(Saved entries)
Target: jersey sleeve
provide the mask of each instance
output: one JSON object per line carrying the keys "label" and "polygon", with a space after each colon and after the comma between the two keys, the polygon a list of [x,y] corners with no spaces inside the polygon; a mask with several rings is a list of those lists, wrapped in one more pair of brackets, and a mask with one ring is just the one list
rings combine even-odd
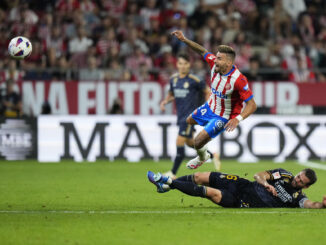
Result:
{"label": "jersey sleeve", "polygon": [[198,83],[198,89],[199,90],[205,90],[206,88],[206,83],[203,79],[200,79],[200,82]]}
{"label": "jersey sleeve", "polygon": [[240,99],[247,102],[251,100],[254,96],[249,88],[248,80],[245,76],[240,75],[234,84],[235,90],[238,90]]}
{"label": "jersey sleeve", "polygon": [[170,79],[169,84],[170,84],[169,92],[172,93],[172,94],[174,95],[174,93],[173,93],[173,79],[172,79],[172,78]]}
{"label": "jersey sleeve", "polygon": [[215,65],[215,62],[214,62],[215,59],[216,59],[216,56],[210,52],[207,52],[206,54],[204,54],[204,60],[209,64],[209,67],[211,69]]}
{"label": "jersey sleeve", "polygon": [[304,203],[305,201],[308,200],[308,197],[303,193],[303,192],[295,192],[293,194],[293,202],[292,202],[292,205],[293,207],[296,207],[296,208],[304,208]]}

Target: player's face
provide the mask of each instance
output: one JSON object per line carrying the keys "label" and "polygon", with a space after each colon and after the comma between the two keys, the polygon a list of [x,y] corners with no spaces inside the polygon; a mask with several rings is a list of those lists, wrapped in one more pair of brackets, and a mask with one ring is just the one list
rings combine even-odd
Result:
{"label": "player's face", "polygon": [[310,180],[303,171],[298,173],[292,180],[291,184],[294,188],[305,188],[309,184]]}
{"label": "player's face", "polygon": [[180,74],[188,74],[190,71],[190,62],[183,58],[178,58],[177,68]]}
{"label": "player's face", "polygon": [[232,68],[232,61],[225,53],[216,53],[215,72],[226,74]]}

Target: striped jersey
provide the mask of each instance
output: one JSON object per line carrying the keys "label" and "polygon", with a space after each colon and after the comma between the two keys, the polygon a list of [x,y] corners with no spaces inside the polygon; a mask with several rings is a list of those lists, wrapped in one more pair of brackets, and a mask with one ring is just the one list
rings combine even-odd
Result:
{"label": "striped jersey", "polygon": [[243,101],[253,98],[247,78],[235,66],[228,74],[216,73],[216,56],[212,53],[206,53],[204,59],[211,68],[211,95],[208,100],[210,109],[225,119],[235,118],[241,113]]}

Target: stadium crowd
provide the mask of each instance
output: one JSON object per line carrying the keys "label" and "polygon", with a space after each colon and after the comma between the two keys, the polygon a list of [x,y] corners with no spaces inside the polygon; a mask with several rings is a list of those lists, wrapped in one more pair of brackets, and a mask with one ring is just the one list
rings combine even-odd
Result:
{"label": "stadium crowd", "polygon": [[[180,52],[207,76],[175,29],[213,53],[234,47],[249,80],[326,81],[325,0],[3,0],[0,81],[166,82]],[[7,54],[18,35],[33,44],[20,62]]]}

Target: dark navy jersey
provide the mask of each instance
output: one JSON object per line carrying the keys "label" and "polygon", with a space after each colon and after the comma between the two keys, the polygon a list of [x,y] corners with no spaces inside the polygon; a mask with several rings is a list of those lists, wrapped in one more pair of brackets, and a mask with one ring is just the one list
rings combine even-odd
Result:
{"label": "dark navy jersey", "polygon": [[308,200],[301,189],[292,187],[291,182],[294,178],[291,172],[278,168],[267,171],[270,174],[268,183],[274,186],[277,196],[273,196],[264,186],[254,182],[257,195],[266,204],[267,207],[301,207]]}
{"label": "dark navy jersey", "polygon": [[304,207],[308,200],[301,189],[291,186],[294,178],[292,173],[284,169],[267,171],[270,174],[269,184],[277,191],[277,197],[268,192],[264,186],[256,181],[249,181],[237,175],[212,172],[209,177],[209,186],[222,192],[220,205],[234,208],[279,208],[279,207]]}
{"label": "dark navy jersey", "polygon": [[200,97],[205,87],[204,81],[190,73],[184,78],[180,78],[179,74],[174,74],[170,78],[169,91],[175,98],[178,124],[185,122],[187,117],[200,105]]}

...

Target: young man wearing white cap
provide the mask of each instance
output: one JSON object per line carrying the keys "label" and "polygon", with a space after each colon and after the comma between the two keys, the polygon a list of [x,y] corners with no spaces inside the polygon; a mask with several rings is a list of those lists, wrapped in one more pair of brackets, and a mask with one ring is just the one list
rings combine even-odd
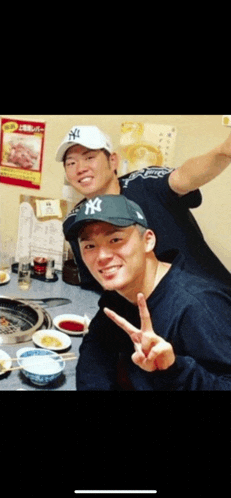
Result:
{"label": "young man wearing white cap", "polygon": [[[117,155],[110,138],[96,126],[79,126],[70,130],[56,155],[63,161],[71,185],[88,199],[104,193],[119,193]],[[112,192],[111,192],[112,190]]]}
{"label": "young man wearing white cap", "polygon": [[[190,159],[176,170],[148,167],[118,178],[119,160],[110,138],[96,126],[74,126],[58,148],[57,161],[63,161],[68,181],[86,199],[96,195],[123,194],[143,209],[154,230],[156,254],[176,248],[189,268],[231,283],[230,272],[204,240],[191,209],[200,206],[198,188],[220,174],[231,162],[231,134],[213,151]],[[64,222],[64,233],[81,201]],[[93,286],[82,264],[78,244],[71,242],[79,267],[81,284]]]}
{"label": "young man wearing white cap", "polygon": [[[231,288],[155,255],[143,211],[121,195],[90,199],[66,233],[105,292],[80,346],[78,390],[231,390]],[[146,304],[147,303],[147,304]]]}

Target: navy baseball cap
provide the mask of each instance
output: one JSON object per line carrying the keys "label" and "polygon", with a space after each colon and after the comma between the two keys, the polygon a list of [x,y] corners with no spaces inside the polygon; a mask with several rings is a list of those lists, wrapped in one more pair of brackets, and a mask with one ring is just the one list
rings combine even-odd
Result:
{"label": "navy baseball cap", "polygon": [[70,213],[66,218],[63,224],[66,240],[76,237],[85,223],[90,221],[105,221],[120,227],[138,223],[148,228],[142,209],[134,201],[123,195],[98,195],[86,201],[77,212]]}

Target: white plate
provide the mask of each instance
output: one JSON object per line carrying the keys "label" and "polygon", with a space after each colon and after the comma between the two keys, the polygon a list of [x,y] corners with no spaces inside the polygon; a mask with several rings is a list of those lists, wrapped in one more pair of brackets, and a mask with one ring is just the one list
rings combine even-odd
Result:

Task objective ::
Tally every line of the data that holds the word "Target" and write the count alone.

Task solution ::
8